__What the task asks__. Extend the reading text on saving seed from biennial crops, starting right after its final sentence.

__Reading text__.
━━━━━━━━━━
Generally when people think of seed saving they think about annual crops like corn, tomatoes, and beans which all produce seed in the fall or at the end of the growing season. While these are great crops for beginners to get started with many other common crops are actually biennial.

Seed Saving for Beginners

What’s a Biennial?

Biennial crops are those that require two growing seasons to reach maturity and produce seed. They need to go through a cold period called vernalization in order to produce seed. These include crops like beets, Swiss chard, bulb onions, cabbage, collards, Brussels sprouts, kale, broccoli, carrots, turnips, and more.

Planting

For most of these crops it is best to plant them in early fall. With the exception of bulb onions, plants that are started in fall rather than spring generally overwinter better.  When planting make sure that you give them enough space. Remember that your plants will be growing beyond the size they normally would for harvest before you’ll be able to collect seed.

You should also consider how much your chosen crop needs to be isolated. For example beets are wind pollinated, can cross with Swiss chard, and need to be isolated by 1/4 mile for home use. For pure seed they need to be isolated by 1/2 mile! Unless you have a large farm it’s probably best to stick with one variety so isolation isn’t as much of an issue. You can find this information for most crops in our growing guides.
━━━━━━━━━━
__Data section__.
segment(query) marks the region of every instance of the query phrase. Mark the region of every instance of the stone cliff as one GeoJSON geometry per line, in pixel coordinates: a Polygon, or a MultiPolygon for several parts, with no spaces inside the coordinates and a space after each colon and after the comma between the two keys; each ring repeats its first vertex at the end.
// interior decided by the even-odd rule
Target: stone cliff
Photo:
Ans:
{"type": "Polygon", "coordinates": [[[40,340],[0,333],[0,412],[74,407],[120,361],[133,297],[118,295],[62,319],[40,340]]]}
━━━━━━━━━━
__Answer to this exercise__.
Overwintering

Depending on your climate you may have different options for overwintering these crops. In southern zones it’s possible to overwinter some of these crops right in the ground especially if you have a hoop house, low tunnel, or cold frame set up over them. They should also be mulched in heavily to keep the soil temperature warmer. Many biennial crops can survive temperatures into the 20°Fs.

If you live in a colder climate where you cannot overwinter your crop in the ground it is still possible to save your own seed. Before the the ground freezes pull the plants up, being careful with the roots, and store them in moist peat moss, shredded newspaper, sawdust, or sand in a fridge or root cellar the way you would store carrots and beets for winter eating. Leave space between each plant so they aren’t touching each other. In storage you want to keep your plants cold but still above freezing. The high 30s are ideal. Onions however prefer less moisture and warmer temperatures (storage temperatures in the low 50°Fs).

Before pulling them up you can let them get frosted a few times. This will encourage them to go dormant. If they don’t go through a cold period they won’t be triggered to produce seed when you replant them in the spring. You can replant as soon as the soil can be worked in the spring.

Collecting Seed

During their second growing season biennial plants will flower and go to seed. For most crops this seed should be collected when it’s dry and brown. Some crops may have seeds on the same plant maturing at different rates so you may need to harvest your seeds while some are still green. Do no keep any seeds that didn’t fully mature and are green.

While there is a bit more involved in seed saving from biennial crops it’s still not a difficult skill to learn. If you’d like to help save your favorite heirloom variety or adapt a crop to your specific climate you  might consider trying your hand at seed saving.